[Items from a data source]
++++++

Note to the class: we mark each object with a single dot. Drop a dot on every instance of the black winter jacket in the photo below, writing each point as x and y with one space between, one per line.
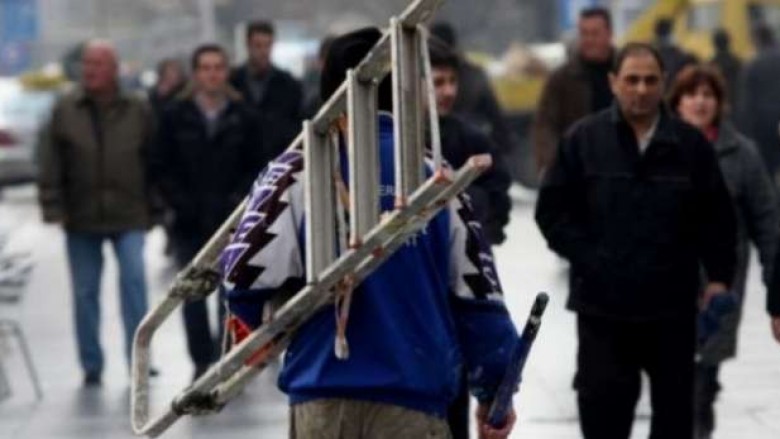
636 228
280 108
203 177
490 192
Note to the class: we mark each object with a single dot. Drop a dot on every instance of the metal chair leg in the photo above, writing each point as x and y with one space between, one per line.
16 330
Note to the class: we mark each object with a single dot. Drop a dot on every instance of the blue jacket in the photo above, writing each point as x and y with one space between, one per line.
434 307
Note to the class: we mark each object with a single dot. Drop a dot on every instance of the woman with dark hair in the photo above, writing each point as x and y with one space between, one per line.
698 96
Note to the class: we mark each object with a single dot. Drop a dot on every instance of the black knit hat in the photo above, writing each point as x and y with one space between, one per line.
346 52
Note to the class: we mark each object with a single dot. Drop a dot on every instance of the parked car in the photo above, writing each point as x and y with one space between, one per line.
23 111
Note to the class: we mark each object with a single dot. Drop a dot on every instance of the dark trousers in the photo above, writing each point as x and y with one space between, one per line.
707 389
613 354
201 343
458 412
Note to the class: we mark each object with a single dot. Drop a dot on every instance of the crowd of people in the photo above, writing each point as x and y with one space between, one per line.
658 173
654 192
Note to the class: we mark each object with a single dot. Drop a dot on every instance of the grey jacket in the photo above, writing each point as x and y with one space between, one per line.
758 217
93 171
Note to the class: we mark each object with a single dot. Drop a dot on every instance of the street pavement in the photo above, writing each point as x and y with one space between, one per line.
749 406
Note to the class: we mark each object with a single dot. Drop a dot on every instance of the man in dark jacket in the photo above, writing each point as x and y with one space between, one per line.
273 92
636 201
675 59
578 88
727 62
489 193
208 152
476 103
93 182
759 107
461 140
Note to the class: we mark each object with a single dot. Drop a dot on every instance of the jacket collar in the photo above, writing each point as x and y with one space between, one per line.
664 132
188 93
576 65
728 139
83 98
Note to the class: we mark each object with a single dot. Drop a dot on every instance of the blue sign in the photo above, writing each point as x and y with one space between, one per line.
18 31
569 10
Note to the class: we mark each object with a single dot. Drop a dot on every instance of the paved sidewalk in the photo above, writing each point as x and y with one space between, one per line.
749 407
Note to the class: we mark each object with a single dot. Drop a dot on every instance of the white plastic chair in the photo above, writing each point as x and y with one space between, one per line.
15 273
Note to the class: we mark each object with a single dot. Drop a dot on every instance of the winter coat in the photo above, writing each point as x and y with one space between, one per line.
758 219
430 312
566 98
94 164
636 228
490 192
203 176
759 108
280 108
476 103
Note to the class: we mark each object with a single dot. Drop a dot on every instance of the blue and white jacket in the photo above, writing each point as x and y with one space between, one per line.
433 308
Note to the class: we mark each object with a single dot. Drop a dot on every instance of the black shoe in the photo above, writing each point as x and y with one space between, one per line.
200 369
93 379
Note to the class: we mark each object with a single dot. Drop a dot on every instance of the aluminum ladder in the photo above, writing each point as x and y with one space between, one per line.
372 239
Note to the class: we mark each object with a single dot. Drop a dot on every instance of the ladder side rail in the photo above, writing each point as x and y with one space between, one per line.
319 202
364 168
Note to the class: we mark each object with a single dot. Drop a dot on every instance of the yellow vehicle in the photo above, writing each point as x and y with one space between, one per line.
695 20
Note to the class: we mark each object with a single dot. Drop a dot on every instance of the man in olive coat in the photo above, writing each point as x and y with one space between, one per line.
93 182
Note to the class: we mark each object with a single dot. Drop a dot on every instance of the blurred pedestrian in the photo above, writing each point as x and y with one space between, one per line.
675 59
171 79
476 103
207 152
759 106
698 96
489 193
438 293
727 62
578 88
274 93
312 101
93 182
461 140
636 202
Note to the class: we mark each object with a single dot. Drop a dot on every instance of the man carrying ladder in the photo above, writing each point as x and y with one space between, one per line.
405 333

++++++

_WORK REQUIRED_: Extract the lines above from the one containing "man in olive" to the last line, both included, exactly as written.

_WRITTEN SOLUTION_:
Note to the class: we mark each object with a single dot. Drop a dot on every instance of the man in olive coat in the photo above, writing each point as x and y with one space between, one per line.
93 182
Note to the class: we mark each object with a single dot. Drop a dot on every instance of the blurred pedestrian in the photo above, writing each point as x and y with one space between, one per line.
675 59
171 79
476 103
207 152
759 106
698 96
489 193
438 293
727 62
578 88
274 93
312 101
93 182
461 140
636 202
Note to the class: we mark each object with a single dot. Drop a dot on every instance of the man carrying ladder in the photo above, writing each point as x and y with one space between, one per line.
405 333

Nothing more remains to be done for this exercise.